▶ _Task objective_
Reproduce the listing below with every occurrence of "this photo" changed to "this image" and nothing else altered. Leave out the pictures.

* * *

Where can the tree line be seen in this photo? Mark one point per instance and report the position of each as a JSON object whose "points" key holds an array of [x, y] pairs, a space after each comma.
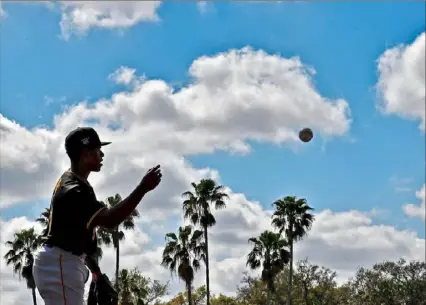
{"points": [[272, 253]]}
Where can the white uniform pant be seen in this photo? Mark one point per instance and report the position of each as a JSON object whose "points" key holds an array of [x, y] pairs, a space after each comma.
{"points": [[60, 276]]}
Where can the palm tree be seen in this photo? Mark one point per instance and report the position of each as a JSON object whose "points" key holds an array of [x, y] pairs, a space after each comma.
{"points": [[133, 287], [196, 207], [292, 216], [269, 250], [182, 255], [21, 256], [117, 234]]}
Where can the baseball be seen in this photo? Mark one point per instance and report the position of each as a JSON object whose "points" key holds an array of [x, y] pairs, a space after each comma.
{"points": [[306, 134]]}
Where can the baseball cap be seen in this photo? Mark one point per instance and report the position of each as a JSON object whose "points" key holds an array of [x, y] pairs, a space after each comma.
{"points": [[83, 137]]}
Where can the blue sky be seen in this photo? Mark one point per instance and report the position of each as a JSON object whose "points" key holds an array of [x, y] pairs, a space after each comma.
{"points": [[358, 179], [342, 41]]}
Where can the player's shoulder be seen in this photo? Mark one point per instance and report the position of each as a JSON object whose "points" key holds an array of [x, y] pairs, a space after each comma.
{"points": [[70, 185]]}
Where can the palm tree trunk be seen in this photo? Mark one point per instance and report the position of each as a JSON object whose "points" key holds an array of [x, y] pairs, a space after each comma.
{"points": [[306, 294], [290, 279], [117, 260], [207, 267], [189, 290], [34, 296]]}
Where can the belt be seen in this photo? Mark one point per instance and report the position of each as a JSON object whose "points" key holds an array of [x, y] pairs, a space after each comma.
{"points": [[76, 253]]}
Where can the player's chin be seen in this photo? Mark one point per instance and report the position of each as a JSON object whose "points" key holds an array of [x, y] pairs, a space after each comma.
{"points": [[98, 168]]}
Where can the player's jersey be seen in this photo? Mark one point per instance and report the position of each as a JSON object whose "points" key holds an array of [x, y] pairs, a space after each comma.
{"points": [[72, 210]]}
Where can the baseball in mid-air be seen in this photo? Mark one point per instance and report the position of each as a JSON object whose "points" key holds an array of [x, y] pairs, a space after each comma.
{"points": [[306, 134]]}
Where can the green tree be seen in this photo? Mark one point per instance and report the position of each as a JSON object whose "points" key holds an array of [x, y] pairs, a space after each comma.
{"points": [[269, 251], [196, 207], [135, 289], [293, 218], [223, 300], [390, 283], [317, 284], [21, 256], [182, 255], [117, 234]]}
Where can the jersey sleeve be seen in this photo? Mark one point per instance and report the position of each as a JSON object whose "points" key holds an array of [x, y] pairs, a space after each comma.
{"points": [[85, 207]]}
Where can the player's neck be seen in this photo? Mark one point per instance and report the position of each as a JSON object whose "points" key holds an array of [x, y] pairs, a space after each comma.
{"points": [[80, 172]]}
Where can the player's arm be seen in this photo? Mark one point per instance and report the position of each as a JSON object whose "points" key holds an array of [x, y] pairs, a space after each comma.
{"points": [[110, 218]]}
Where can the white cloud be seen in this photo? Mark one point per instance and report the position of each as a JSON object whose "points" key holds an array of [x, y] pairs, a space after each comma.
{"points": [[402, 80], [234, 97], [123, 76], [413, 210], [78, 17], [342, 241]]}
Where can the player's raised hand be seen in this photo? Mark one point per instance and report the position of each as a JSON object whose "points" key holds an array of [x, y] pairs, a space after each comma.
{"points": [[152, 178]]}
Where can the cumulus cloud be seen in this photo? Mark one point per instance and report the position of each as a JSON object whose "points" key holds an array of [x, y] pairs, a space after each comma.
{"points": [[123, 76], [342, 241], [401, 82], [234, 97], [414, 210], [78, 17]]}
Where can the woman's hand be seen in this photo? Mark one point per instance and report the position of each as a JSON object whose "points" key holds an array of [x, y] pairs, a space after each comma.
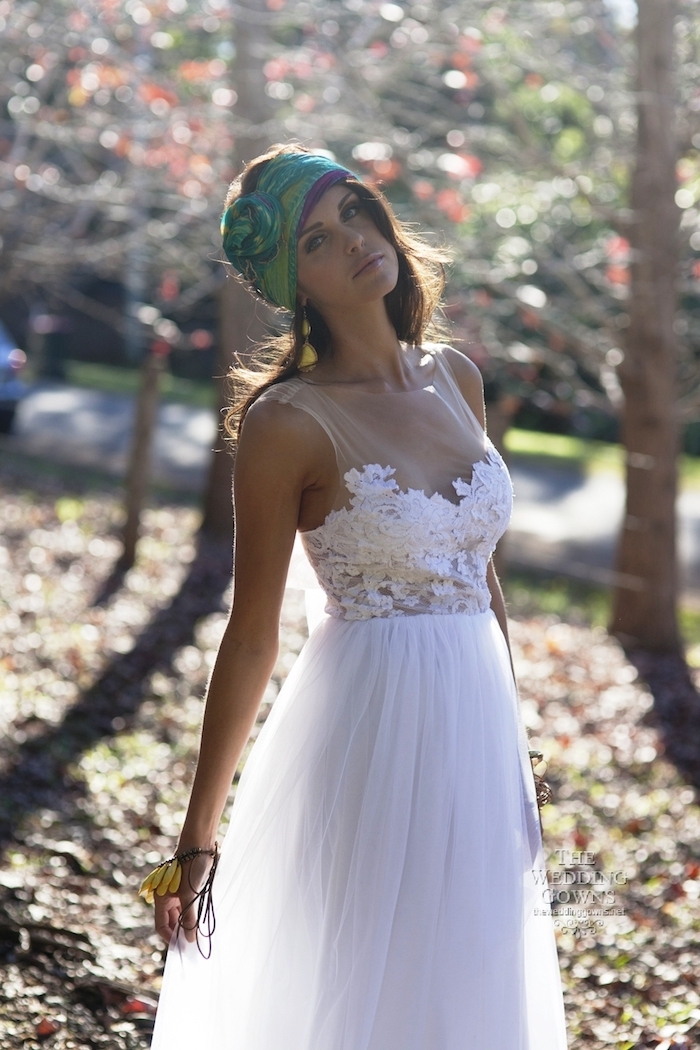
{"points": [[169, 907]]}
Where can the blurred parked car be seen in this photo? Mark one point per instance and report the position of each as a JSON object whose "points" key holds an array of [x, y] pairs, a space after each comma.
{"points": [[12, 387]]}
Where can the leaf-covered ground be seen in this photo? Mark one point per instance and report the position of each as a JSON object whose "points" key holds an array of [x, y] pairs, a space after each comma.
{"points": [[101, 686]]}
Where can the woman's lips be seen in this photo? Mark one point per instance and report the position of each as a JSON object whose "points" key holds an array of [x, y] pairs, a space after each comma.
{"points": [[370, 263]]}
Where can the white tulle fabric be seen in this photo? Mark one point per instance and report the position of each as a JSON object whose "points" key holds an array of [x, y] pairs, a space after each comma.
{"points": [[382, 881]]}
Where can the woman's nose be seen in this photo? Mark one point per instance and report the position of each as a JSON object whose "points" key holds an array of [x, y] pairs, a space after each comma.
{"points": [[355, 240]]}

* * *

▶ _Response to the task_
Where can the tree line be seen in this image? Mark one point per instance and report the position of each as a JSON object whose "points" key holds an array of [x, y] pairs, a space after each comma.
{"points": [[272, 253]]}
Where can the white uniform pant be seen in this image? Mark one point per instance and report the position of each as a JSON object whose "points" key holds an array of [x, y] pairs, a space after each comma.
{"points": [[60, 276]]}
Where can the palm tree be seen in this image? Mark one point per instance and report the position of each as a JSON object whose "points" key holds an array of [x, y] pairs, a space after each comma.
{"points": [[133, 287], [196, 207], [292, 216], [269, 250], [182, 255], [21, 256], [117, 234]]}
Where can the baseball be seen in this image? Mark one point per instance and report the position of each as a JSON object whose "points" key holds an array of [x, y] pairs, a space after each comma.
{"points": [[306, 134]]}
Where can the baseball cap be seen in this image? Mark one point per instance and report the position of each as a JSON object whose "points" key holds an array of [x, y] pairs, a space after each comma.
{"points": [[83, 137]]}
Where can the blue sky be seen in this image? Mark one point per instance and report the position of each as a JSON object whose "points" key holds an array of [x, y] pairs, a space after each comma.
{"points": [[358, 179], [342, 41]]}
Where can the player's shoulder be seen in this image? Mark one point per instance and report the position of each as a JSON object whose "points" key holds an array of [x, y] pairs, a space after each comma.
{"points": [[70, 185]]}
Where can the palm tree trunk be seen in this image? Mark one point per instance and report the position of each as a JSON object whose "points" key holds an array of [x, y] pairs, a space after each comma.
{"points": [[306, 294], [290, 279], [117, 260], [207, 267], [189, 290], [34, 296]]}
Where can the belt be seen in this image? Mark one point per instance and report the position of each as a JSON object whose "points" key holds an array of [x, y] pairs, a space after each comma.
{"points": [[76, 253]]}
Where can the player's chin be seen in this image? Mark one point per instance and report the position of each as a JSON object whose "points" key holds an array of [x, y] pairs, a space after each comma.
{"points": [[98, 168]]}
Where can the player's jersey be seen in this image? Mark one point per instance and report the position of each as a JSON object whose "points" key holds an array of [x, y] pairs, a space after each comma.
{"points": [[72, 210]]}
Where can the baseball in mid-air be seen in this image? Mark one point per instance and report the position of each as a JSON object whose "points" key holds an array of [x, y] pairs, a space after each comma.
{"points": [[306, 134]]}
Where can the green tree be seen in this image? Mark one point per instance and report the position of each as a JSON object whose "points" key holds an array of [x, y] pairs, a space after each comma.
{"points": [[269, 251], [196, 207], [135, 289], [293, 218], [223, 300], [390, 283], [317, 284], [21, 256], [182, 255], [117, 234]]}
Where can the jersey sleeve be seen in this image? Mark one point per instance and report the position of each as a JSON object whose "points" key holds an array of [x, y] pairs, a space after each comma.
{"points": [[85, 207]]}
Where can the player's neck be seen in this image? Mark one point per instance and report the position of each as a JSON object whose "points" key holds an array of [x, y] pairs, a space after each comma.
{"points": [[80, 172]]}
Where can the player's arm be seen in this image? Mark one point per instance and report the position of each as a JSON object whose "points" key holds an array of [x, y] pairs, a space after each comma.
{"points": [[110, 218]]}
Where can the white cloud be seen in this image? Mark one point per instance and report the position of each as a JSON object whose "points" key holds an array of [x, y] pairs, a space after each comma.
{"points": [[402, 80], [234, 97], [123, 76], [413, 210], [78, 17], [342, 241]]}
Where can the player's raised hand be seen in this image? Mark one point per instance and report the position of each as a JSON object whose "points" key holds an array of [x, y] pairs, a space after each comma.
{"points": [[152, 178]]}
Where can the cumulus cloud be seen in this image? Mark one point per instance and report the position of each as a JSON object whose "points" key holds an array of [x, y] pairs, a space after each comma.
{"points": [[123, 76], [342, 241], [401, 82], [234, 97], [414, 210], [78, 17]]}
Where can the woman's hand be seen in this image? Mark one point per instance and report the position of each as a JSON object whose "points" key holds an array of [x, y] pairs, a space after each comma.
{"points": [[169, 907]]}
Where can the blurred parked car be seen in this image? Mark one point per instance and report the position of each as a JSON object whose "points" key holds an array of [x, y] pairs, a space after each comma.
{"points": [[12, 387]]}
Where can the leaf-covered ground be seen in this image? Mark one point per instance and report the position of each as a JSON object whose "points" key holds an array of [x, y] pairs, a space after each comma.
{"points": [[101, 686]]}
Where can the woman's lips be seen in this image? Mark one point per instance and report the position of each as a JSON object whose "points" key holds an array of [x, y] pairs, a space after each comma.
{"points": [[370, 263]]}
Where can the white tulle fabric be seen in this image? Mark one point per instance and report the position of each as a JSON object whose "points" key holds an array of [x, y] pairs, a space after each comma.
{"points": [[382, 881]]}
Where can the woman's nose be seen in this image? Mark one point per instance and report the position of each as a JSON object whose "points" key holds an array of [x, y] pairs, a space after each comma.
{"points": [[355, 240]]}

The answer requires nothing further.